For the most part, the post-World War II order held through the collapse of the Soviet Union in December 1991. Walter Russell Mead wrote in the September 16 issue of The Wall Street Journal that the subsequent decade saw “the muddled thinking of a generation of policy elites, who foolishly supposed that geopolitical conflict had ended forever.” That thinking prompted Francis Fukuyama to write The End of History and the Last Man. What these globalists failed to understand was the nature of man and nations – that men seek power and power corrupts. While Western governments reduced defense spending over the past thirty-five years, China and Russia have grown stronger, absolutely and relatively. That naivete should have ended on 9/11 when 19 Islamic terrorists flew two planes into the World Trade Center, one into the Pentagon, and a fourth into a field in Pennsylvania, killing 2,976. 

 

But it did not. The lessons of World War I and World War II – the Armistice that ceased hostilities during the First World and the unconditional surrender of Germany and Japan that ended the Second World War – seem lost on much of Western leadership. Armistices and ceasefires do not work against those intent on global domination, as we saw in the two decades following the first World War, with the rise of Mussolini and Hitler. On the other hand, the unconditional surrender of Germany and Japan in 1945 allowed for the re-building of those defeated countries via the Truman Doctrine and the Marshall Plan. By 1960, a mere fifteen years after surrender, West Germany and Japan, respectively, were their region’s largest economies.

— Extracted data —
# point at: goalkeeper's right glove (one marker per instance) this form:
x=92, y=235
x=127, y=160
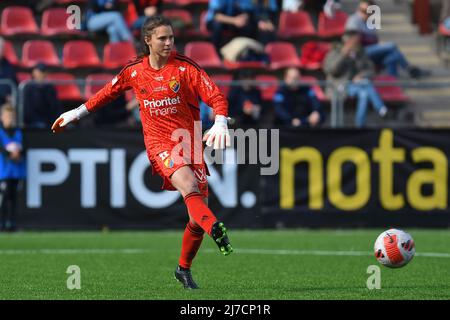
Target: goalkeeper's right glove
x=69, y=117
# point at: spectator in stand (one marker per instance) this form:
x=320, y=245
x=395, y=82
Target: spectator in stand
x=245, y=102
x=7, y=72
x=106, y=15
x=230, y=16
x=445, y=14
x=12, y=167
x=386, y=54
x=266, y=15
x=297, y=105
x=292, y=5
x=41, y=104
x=348, y=66
x=145, y=9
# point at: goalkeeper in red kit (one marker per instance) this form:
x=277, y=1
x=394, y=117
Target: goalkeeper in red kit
x=168, y=86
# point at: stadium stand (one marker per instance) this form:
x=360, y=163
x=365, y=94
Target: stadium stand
x=117, y=54
x=39, y=51
x=79, y=54
x=67, y=89
x=295, y=24
x=17, y=20
x=203, y=53
x=94, y=82
x=54, y=22
x=282, y=55
x=10, y=53
x=332, y=27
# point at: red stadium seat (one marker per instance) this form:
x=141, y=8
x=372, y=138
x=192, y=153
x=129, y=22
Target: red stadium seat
x=313, y=53
x=244, y=65
x=94, y=82
x=268, y=90
x=10, y=53
x=282, y=55
x=80, y=53
x=54, y=22
x=224, y=87
x=390, y=93
x=444, y=31
x=181, y=15
x=18, y=20
x=118, y=54
x=295, y=24
x=23, y=76
x=66, y=91
x=35, y=51
x=202, y=31
x=315, y=86
x=332, y=27
x=203, y=53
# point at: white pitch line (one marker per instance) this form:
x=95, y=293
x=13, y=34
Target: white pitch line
x=237, y=251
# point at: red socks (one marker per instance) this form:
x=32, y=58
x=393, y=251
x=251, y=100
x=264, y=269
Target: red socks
x=192, y=239
x=199, y=211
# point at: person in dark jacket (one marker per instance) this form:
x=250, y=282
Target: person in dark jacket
x=245, y=100
x=106, y=15
x=145, y=9
x=12, y=167
x=7, y=72
x=41, y=104
x=297, y=105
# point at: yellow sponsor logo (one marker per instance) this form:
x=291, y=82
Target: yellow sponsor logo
x=386, y=156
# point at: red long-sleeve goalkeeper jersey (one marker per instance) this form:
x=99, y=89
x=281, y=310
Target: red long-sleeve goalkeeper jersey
x=168, y=98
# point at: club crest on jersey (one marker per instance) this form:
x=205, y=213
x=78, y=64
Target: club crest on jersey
x=174, y=85
x=168, y=163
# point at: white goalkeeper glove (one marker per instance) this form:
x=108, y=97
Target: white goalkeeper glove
x=69, y=117
x=218, y=135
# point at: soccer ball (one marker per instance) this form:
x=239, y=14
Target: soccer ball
x=394, y=248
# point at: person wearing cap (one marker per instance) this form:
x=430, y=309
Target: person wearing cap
x=348, y=66
x=41, y=104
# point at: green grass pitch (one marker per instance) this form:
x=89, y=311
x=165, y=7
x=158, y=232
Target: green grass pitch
x=284, y=264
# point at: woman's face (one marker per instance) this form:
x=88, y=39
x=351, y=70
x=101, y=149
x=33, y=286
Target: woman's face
x=161, y=41
x=8, y=119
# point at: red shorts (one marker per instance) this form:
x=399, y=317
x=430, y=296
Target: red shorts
x=164, y=166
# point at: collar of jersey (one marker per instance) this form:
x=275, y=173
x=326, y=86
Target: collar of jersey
x=148, y=66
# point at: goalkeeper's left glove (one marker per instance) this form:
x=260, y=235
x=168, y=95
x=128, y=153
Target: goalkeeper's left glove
x=218, y=134
x=69, y=117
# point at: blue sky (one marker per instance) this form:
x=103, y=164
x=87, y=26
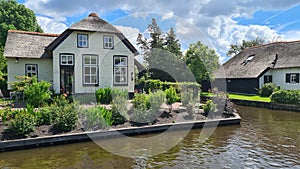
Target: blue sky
x=217, y=23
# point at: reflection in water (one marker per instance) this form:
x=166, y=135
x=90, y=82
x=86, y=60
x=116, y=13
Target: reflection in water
x=265, y=139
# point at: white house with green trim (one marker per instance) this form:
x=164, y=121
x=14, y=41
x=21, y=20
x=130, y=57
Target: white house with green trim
x=91, y=54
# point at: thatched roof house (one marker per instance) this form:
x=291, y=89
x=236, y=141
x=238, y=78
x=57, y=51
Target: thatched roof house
x=90, y=54
x=277, y=62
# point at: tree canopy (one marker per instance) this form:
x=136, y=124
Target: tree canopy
x=202, y=61
x=159, y=50
x=237, y=48
x=14, y=16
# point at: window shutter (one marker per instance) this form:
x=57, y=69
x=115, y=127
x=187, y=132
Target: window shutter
x=288, y=78
x=297, y=78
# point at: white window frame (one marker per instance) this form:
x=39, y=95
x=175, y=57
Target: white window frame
x=82, y=40
x=108, y=42
x=293, y=78
x=90, y=66
x=31, y=73
x=122, y=74
x=66, y=59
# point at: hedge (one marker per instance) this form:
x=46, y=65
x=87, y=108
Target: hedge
x=153, y=85
x=286, y=97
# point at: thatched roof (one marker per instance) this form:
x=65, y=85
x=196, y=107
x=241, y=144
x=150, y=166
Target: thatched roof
x=254, y=61
x=27, y=44
x=92, y=23
x=95, y=24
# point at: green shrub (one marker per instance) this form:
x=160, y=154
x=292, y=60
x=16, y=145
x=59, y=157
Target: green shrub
x=104, y=96
x=171, y=95
x=22, y=124
x=3, y=84
x=286, y=97
x=21, y=83
x=37, y=93
x=97, y=118
x=140, y=101
x=7, y=114
x=146, y=107
x=209, y=106
x=152, y=85
x=267, y=89
x=190, y=95
x=156, y=99
x=119, y=106
x=43, y=116
x=65, y=114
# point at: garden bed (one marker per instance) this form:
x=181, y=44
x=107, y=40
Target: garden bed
x=168, y=114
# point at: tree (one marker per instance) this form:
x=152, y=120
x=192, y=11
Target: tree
x=172, y=43
x=237, y=48
x=202, y=61
x=160, y=52
x=14, y=16
x=156, y=40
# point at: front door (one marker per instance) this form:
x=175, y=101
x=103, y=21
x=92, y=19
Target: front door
x=67, y=74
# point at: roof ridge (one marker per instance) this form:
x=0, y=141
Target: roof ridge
x=272, y=43
x=34, y=33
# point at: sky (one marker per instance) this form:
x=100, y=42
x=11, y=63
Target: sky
x=216, y=23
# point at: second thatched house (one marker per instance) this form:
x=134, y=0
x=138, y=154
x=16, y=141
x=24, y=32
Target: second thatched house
x=278, y=63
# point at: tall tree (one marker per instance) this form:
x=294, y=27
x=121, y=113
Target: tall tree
x=172, y=43
x=202, y=61
x=14, y=16
x=156, y=40
x=161, y=54
x=237, y=48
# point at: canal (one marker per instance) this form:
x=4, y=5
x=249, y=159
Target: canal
x=265, y=139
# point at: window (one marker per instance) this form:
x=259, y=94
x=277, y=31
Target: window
x=82, y=40
x=120, y=70
x=66, y=59
x=90, y=69
x=108, y=42
x=267, y=79
x=31, y=70
x=249, y=59
x=292, y=78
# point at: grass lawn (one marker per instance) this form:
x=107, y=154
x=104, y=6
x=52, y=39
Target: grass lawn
x=242, y=97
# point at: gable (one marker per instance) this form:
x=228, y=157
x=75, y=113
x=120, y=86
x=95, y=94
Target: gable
x=91, y=24
x=253, y=62
x=27, y=44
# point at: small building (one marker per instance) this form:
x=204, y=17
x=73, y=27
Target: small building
x=278, y=63
x=91, y=54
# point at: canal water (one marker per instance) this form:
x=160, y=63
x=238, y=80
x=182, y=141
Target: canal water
x=265, y=139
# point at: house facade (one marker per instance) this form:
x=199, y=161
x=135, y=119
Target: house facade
x=278, y=63
x=91, y=54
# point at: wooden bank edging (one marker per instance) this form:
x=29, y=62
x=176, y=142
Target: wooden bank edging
x=112, y=133
x=269, y=105
x=260, y=104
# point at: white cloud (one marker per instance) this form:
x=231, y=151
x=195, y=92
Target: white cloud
x=290, y=36
x=213, y=19
x=130, y=33
x=51, y=25
x=168, y=15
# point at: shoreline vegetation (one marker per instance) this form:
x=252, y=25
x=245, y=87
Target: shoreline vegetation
x=65, y=114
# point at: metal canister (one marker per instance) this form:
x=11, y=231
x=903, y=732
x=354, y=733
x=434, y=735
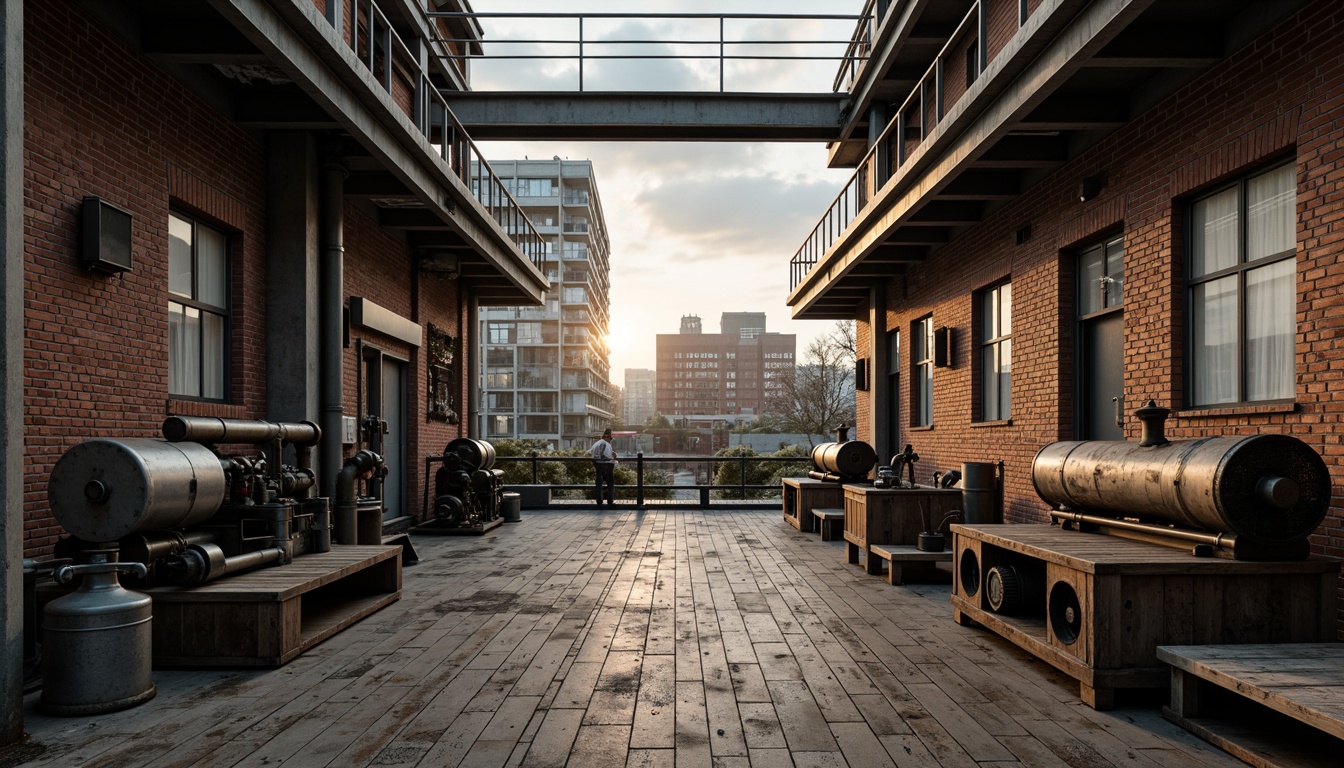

— Exercise goal —
Continue the essay on the post-World War II order and the lessons of the two World Wars, starting after its last sentence.

— Expected answer —
One does not have to be a fan of Prime Minister Benjamin Netanyahu to appreciate what the abandonment of Israel by so many in the West means. Unlike its neighbors, Israel is a democracy. Its leadership changes according to popular elections. Since its founding in 1948, fourteen individuals have served as Prime Minister (the same as the number of U.S. Presidents who served during that same time). As well, Israel is more inclusive than its neighbors. About 20% of Israel’s population is Arab, while ten of the 120-person Knesset are Arab. Can one say the same about Qatar, Turkey, Egypt, Jordan, or Saudi Arabia?

 

Hamas, which has with the blessing of the Palestinian Authority governed Gaza since Israel withdrew in 2005, is intent on eliminating Israel. As Fred Fleitz, vice chair of the America First Policy Institute in the Center for American Security, wrote on americangreatness.com last Friday: “...the Palestinian leadership rejected statehood offers in 1947, 2000, 2008, and 2009.” Their goal is the eradication of Israel, and the establishment of a Palestinian state, “from the river (Jordan) to the sea (Mediterranean).”

 

Yet, the truth is that the Palestinian people will only survive and thrive if the terrorists who now lead them, in Gaza and the West bank, are eliminated. In a victory for Hamas and other terrorist organizations, twenty-three European states will have recognized Palestine as a state (a concept, not a physical place) by the end of September. That marks a defeat for Israel and, importantly, a defeat for the Palestinian people. For the West, it marks a big step in the wrong direction –  another rung down the ladder that leads up to liberalism.